Excerpts of location labeling data:
_ _ _ _ _ _ _
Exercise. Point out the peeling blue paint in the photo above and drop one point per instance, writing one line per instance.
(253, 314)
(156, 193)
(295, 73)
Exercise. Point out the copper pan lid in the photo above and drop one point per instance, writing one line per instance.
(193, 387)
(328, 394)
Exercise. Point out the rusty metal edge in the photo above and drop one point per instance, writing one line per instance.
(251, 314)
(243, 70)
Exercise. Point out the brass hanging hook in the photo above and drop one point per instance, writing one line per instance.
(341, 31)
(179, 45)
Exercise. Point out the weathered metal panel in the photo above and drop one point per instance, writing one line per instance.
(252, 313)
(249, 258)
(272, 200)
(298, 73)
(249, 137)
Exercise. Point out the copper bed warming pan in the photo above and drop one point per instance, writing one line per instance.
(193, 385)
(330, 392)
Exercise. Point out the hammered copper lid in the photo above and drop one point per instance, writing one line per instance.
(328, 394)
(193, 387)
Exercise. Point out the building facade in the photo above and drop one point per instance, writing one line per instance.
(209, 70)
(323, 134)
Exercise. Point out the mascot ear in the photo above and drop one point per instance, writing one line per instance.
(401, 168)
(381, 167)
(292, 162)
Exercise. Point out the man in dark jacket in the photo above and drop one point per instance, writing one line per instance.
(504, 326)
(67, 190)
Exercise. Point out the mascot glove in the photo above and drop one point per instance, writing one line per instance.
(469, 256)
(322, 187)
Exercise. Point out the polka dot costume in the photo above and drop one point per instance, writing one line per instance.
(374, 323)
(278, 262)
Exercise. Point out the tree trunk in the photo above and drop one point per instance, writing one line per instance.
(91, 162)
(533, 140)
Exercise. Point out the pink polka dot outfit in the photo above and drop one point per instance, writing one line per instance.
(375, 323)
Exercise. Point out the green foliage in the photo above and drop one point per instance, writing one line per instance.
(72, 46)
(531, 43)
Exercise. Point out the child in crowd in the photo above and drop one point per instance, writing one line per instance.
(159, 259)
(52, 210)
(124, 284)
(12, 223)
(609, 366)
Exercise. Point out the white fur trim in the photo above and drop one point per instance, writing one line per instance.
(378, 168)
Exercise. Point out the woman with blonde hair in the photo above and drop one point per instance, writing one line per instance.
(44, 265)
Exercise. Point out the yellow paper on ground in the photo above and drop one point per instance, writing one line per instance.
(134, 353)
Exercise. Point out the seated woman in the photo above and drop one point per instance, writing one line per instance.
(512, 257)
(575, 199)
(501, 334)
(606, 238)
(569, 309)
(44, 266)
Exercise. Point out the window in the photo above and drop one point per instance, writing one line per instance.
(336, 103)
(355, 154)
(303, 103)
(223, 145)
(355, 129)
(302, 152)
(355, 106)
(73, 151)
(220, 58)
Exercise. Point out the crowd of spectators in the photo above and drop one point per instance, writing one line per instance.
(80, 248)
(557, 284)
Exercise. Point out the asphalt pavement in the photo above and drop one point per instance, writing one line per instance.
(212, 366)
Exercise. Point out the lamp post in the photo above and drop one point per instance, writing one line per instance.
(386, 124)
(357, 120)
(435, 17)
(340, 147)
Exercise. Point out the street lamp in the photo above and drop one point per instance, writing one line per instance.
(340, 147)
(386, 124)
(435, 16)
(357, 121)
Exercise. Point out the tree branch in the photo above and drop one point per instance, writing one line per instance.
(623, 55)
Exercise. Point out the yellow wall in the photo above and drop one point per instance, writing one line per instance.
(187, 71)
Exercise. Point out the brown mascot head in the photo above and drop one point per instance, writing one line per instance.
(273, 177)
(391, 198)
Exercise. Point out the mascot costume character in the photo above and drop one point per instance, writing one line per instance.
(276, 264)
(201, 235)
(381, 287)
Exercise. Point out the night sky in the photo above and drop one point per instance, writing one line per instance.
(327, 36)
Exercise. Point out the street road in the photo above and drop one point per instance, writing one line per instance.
_ _ _ _ _ _ _
Write out, word for word, the rows starting at the line that contains "Exercise. Point out the yellow wall" and ending at the last line of the rows, including both.

Problem solution:
Exercise. Point out the yellow wall in the photo above and drop one point per instance, writing one line per instance.
(187, 71)
Exercise. Point out the brown mascot head in the photo above and drop one point per instance, writing one line per instance.
(273, 177)
(391, 198)
Exercise. Point out the mascot costume character in the photo above and drop one point per instance, writing one line per instance.
(276, 264)
(201, 235)
(381, 287)
Exercise. Point out the night sky in the photo above and drop one point per instance, writing one line per instance.
(327, 36)
Exercise. Point out the street road in the photo above and drop one point per instance, writing one line per instance.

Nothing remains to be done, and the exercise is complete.